__Enunciado__.
Reproduce el fragmento del texto sobre Pessoa que va desde "Hace algún tiempo" hasta "el escritor lisboeta." y renombra "documental" como "biográfico".

__Texto__.
######
Pessoanas

 

Hace algún tiempo la editorial Abada me pidió un texto de presentación para un libro de poemas de Fernando Pessoa. De  Álvaro de Campos, para  ser más exactos. No podía ser más conveniente el encargo, dado que la lectura del autor portugués me había acompañado gozosamente desde los tiempos de la adolescencia. Para un joven hay algo tremendamente catártico en el desengaño radical y polimorfo de Pessoa. Nunca lo abandoné, de hecho. Y ahora que ya no lo soy tanto –joven, sí pessoano–  estoy incluso preparando un filme documental sobre el escritor lisboeta.

 

Se ha dicho a menudo, Pessoa solo vivió como por delegación, replegado en un laberinto donde él mismo quiso difuminarse. Al vivirse analíticamente, imaginariamente, hizo de sí mismo la expresión de otro: una ficción, un personaje que pueda sentir “de verdad”. Pessoa mismo lo afirma, cuando comenta, por ejemplo, la obra de António Botto: “el espíritu toma conciencia de cada emoción como doble, de cada sentimiento como la contradicción de sí mismo. El hombre siente que, al sentir, es dos”.
######
__Datos extraídos__.
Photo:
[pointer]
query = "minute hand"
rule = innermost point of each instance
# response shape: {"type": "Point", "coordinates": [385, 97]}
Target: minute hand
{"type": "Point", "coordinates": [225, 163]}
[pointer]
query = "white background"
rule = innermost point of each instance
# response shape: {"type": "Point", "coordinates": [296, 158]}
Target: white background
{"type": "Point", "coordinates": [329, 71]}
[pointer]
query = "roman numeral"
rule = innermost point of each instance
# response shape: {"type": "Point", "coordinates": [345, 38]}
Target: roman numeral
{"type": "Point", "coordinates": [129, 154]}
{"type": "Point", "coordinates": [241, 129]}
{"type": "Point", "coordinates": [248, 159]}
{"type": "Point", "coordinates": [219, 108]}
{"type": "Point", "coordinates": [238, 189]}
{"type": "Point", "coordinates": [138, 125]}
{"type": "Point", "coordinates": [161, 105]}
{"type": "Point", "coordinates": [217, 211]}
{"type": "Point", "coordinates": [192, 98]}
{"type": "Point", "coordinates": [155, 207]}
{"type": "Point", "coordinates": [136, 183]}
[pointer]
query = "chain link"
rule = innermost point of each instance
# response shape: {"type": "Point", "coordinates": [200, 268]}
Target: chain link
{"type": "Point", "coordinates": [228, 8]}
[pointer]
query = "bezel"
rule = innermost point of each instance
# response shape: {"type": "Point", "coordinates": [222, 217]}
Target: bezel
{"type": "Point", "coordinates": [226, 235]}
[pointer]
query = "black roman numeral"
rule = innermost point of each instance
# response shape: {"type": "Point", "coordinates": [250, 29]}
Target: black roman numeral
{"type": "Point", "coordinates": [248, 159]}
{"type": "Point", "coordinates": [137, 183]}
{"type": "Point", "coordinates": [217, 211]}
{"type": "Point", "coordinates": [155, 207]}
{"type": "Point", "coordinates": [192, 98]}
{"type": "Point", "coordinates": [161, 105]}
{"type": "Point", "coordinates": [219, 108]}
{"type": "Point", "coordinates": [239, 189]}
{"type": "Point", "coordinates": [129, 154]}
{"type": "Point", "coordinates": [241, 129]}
######
__Respuesta__.
Hace algún tiempo la editorial Abada me pidió un texto de presentación para un libro de poemas de Fernando Pessoa. De  Álvaro de Campos, para  ser más exactos. No podía ser más conveniente el encargo, dado que la lectura del autor portugués me había acompañado gozosamente desde los tiempos de la adolescencia. Para un joven hay algo tremendamente catártico en el desengaño radical y polimorfo de Pessoa. Nunca lo abandoné, de hecho. Y ahora que ya no lo soy tanto –joven, sí pessoano–  estoy incluso preparando un filme biográfico sobre el escritor lisboeta.